## YOUR INSTRUCTIONS:
Each line of the entries that mentions the string "with" needs to be reported.

## DATASET CONTENT:
-------
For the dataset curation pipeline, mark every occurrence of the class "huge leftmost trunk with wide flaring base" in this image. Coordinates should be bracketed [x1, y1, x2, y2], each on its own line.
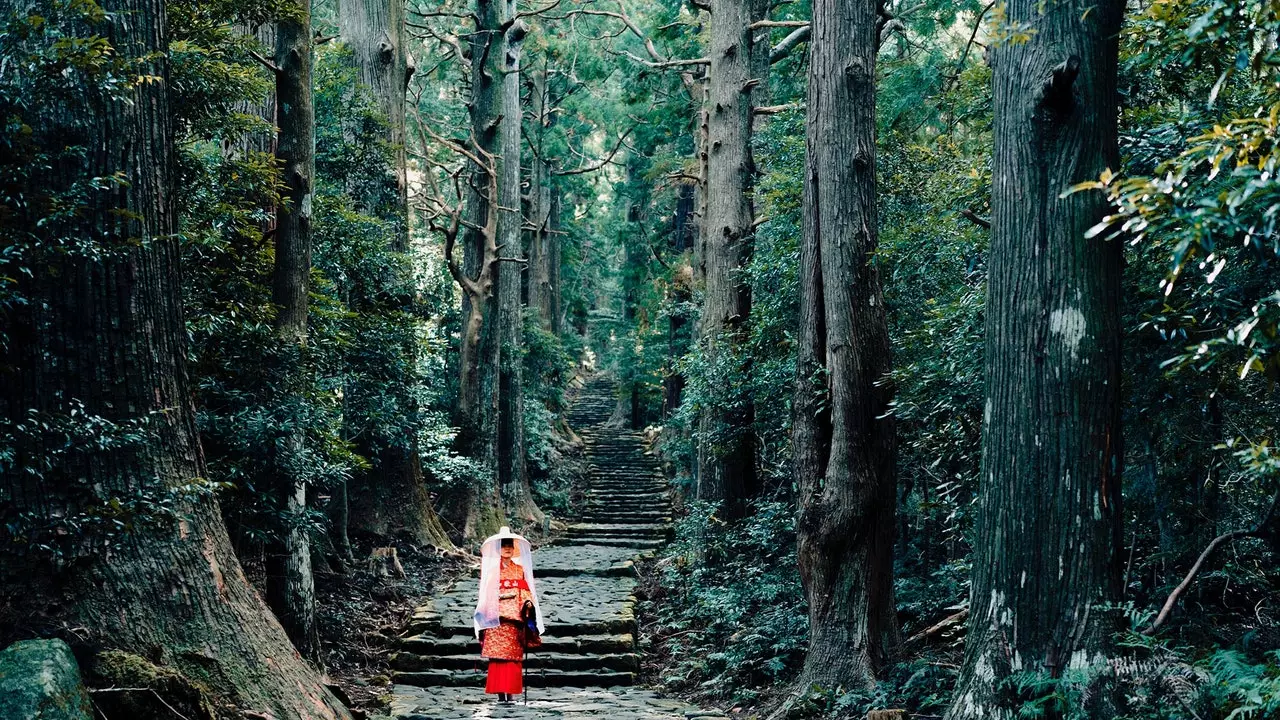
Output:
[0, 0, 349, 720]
-------
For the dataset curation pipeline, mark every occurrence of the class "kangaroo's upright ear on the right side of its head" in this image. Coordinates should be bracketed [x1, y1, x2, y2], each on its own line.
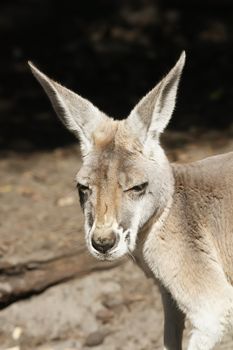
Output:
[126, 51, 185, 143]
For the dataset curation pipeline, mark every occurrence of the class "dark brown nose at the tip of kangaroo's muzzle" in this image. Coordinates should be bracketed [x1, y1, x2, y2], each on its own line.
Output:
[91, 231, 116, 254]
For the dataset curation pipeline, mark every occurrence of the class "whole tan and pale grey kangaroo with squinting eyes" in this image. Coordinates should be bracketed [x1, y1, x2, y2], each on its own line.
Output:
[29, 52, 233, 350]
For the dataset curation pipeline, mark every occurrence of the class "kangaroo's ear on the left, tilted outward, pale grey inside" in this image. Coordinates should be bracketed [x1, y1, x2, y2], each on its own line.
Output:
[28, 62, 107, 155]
-------
## EXERCISE RESPONSE:
For the dataset curation pipeline, mark every occurrence of the class "huge leftmost trunk with wide flaring base" in this image. Coordinates should be bracketed [x1, y1, x2, y2], each on its own line.
For the dataset curation pipeline, mark every occurrence of the class "whole tan and pale grey kangaroo with squinting eyes" in this image. Coordinates should be bracketed [x1, y1, x2, y2], each on its own line.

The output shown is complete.